* Begin Records for the task *

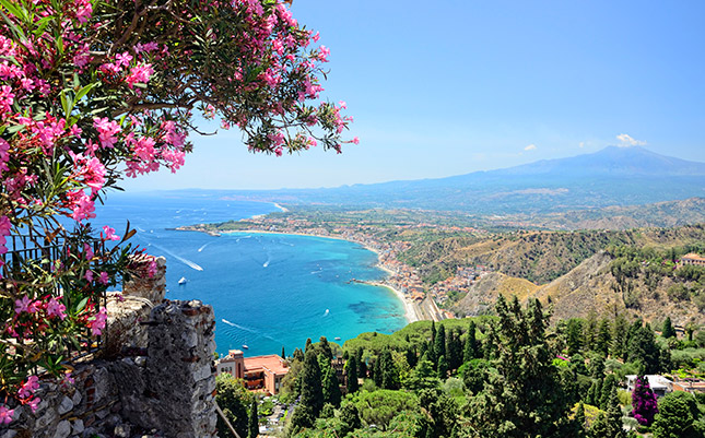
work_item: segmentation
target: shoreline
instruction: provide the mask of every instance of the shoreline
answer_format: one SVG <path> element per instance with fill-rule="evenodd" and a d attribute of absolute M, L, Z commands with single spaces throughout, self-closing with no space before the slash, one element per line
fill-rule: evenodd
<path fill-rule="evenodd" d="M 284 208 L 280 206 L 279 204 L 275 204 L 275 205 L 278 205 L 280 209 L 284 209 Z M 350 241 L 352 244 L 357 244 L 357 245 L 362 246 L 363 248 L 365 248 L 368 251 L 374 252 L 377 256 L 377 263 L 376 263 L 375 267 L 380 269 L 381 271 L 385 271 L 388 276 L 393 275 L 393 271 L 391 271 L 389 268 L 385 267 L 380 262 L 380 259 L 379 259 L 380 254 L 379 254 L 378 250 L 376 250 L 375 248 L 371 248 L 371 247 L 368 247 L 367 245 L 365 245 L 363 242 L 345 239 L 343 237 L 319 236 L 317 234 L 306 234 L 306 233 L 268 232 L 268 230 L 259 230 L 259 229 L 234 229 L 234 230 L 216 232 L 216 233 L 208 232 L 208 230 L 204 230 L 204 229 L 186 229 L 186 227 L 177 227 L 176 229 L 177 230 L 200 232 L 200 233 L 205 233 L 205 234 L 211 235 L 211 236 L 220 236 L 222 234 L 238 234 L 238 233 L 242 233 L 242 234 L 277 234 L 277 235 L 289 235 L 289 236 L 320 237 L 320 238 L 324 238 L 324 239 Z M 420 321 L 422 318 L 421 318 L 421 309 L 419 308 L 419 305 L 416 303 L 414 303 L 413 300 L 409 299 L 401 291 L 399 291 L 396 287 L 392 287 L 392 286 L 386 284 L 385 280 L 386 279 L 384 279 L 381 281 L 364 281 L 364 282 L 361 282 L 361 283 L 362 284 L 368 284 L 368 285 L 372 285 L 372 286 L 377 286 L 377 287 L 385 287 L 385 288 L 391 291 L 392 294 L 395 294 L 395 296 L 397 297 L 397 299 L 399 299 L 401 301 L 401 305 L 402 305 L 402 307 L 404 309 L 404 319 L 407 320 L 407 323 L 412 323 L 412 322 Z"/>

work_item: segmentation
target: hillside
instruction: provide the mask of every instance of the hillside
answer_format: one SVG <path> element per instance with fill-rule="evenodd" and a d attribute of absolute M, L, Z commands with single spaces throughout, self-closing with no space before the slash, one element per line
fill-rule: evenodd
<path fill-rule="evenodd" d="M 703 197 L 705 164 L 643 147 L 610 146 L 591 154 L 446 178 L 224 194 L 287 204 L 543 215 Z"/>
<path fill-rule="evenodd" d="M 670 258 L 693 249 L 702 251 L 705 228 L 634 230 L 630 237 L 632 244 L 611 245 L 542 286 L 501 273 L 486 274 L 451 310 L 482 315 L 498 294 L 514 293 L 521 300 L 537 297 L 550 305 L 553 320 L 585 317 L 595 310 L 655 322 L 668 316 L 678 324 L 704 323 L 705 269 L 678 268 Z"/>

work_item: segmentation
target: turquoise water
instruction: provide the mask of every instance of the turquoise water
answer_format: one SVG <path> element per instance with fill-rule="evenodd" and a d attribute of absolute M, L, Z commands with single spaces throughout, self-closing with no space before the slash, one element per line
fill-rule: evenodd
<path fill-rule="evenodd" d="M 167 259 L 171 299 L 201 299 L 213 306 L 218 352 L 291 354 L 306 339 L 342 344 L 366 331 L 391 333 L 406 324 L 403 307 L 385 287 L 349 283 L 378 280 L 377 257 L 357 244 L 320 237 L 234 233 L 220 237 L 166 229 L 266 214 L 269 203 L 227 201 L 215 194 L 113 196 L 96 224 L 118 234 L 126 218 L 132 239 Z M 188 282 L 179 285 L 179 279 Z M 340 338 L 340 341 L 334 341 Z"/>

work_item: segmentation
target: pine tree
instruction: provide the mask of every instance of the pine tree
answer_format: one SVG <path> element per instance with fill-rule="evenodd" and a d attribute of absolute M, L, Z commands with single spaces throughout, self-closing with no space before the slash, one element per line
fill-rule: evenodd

* End Records for the task *

■ Written instruction:
Output an exact copy of the material, with the pictures removed.

■ Result below:
work_item: segmentation
target: shoreline
instruction: provide the mask of every instance of the shoreline
answer_format: one SVG <path> element per instance with fill-rule="evenodd" and a d attribute of absolute M, L, Z commands with single spaces throughout, self-closing with no space before the slash, one element per line
fill-rule: evenodd
<path fill-rule="evenodd" d="M 284 208 L 280 206 L 279 204 L 275 204 L 275 205 L 278 205 L 280 209 L 284 209 Z M 350 241 L 352 244 L 357 244 L 357 245 L 362 246 L 363 248 L 365 248 L 368 251 L 374 252 L 377 256 L 377 263 L 376 263 L 375 267 L 380 269 L 381 271 L 385 271 L 388 276 L 393 275 L 393 271 L 391 271 L 389 268 L 385 267 L 380 262 L 380 259 L 379 259 L 380 254 L 379 254 L 378 250 L 376 250 L 375 248 L 371 248 L 371 247 L 368 247 L 367 245 L 365 245 L 363 242 L 345 239 L 343 237 L 319 236 L 317 234 L 306 234 L 306 233 L 268 232 L 268 230 L 259 230 L 259 229 L 234 229 L 234 230 L 216 232 L 216 233 L 208 232 L 208 230 L 204 230 L 204 229 L 186 229 L 186 227 L 177 227 L 176 229 L 177 230 L 200 232 L 200 233 L 205 233 L 205 234 L 211 235 L 211 236 L 220 236 L 222 234 L 238 234 L 238 233 L 242 233 L 242 234 L 277 234 L 277 235 L 289 235 L 289 236 L 320 237 L 320 238 L 324 238 L 324 239 Z M 420 321 L 422 318 L 421 318 L 421 309 L 419 308 L 419 305 L 416 303 L 414 303 L 413 300 L 409 299 L 401 291 L 399 291 L 396 287 L 392 287 L 392 286 L 386 284 L 385 280 L 386 279 L 384 279 L 381 281 L 364 281 L 364 282 L 361 282 L 361 283 L 362 284 L 368 284 L 368 285 L 372 285 L 372 286 L 377 286 L 377 287 L 385 287 L 385 288 L 391 291 L 392 294 L 395 294 L 395 296 L 397 297 L 397 299 L 399 299 L 401 301 L 401 305 L 402 305 L 402 307 L 404 309 L 404 319 L 407 320 L 407 323 L 412 323 L 412 322 Z"/>

work_item: segmentation
target: hillside
instruction: provide the mask of every instance of the hillside
answer_format: one SVG <path> element per instance with fill-rule="evenodd" and a d attribute of absolute M, L, Z commands with single spaces throughout, self-closing with no space before the slash, one element per line
fill-rule: evenodd
<path fill-rule="evenodd" d="M 703 197 L 705 164 L 643 147 L 610 146 L 591 154 L 446 178 L 224 194 L 287 204 L 543 215 Z"/>
<path fill-rule="evenodd" d="M 670 258 L 693 249 L 702 251 L 705 228 L 634 230 L 630 237 L 632 244 L 611 245 L 542 286 L 501 273 L 486 274 L 451 310 L 482 315 L 498 294 L 514 293 L 521 300 L 537 297 L 550 305 L 553 320 L 585 317 L 595 310 L 655 322 L 668 316 L 678 324 L 704 323 L 705 269 L 678 268 Z"/>

work_item: segmentation
target: turquoise water
instruction: provide the mask of every instance of the turquoise water
answer_format: one SVG <path> element per instance with fill-rule="evenodd" and a d attribute of absolute M, L, Z commands with single spaces throughout, self-closing with no space before the slash, one element per line
fill-rule: evenodd
<path fill-rule="evenodd" d="M 167 259 L 171 299 L 201 299 L 213 306 L 218 352 L 291 354 L 306 339 L 342 344 L 366 331 L 391 333 L 406 324 L 403 307 L 385 287 L 349 283 L 378 280 L 377 257 L 357 244 L 320 237 L 234 233 L 220 237 L 166 229 L 266 214 L 269 203 L 227 201 L 215 194 L 113 196 L 96 224 L 118 234 L 126 218 L 132 239 Z M 188 282 L 179 285 L 179 279 Z M 340 338 L 340 341 L 334 341 Z"/>

work_item: segmentation
target: pine tree
instruction: provide the mask of every instance of the pine tree
answer_format: one SVG <path> element per instance with fill-rule="evenodd" and a d attribute of absolute M, L, Z commands with single spaces throughout, self-closing with no space before the slash, one element per line
fill-rule: evenodd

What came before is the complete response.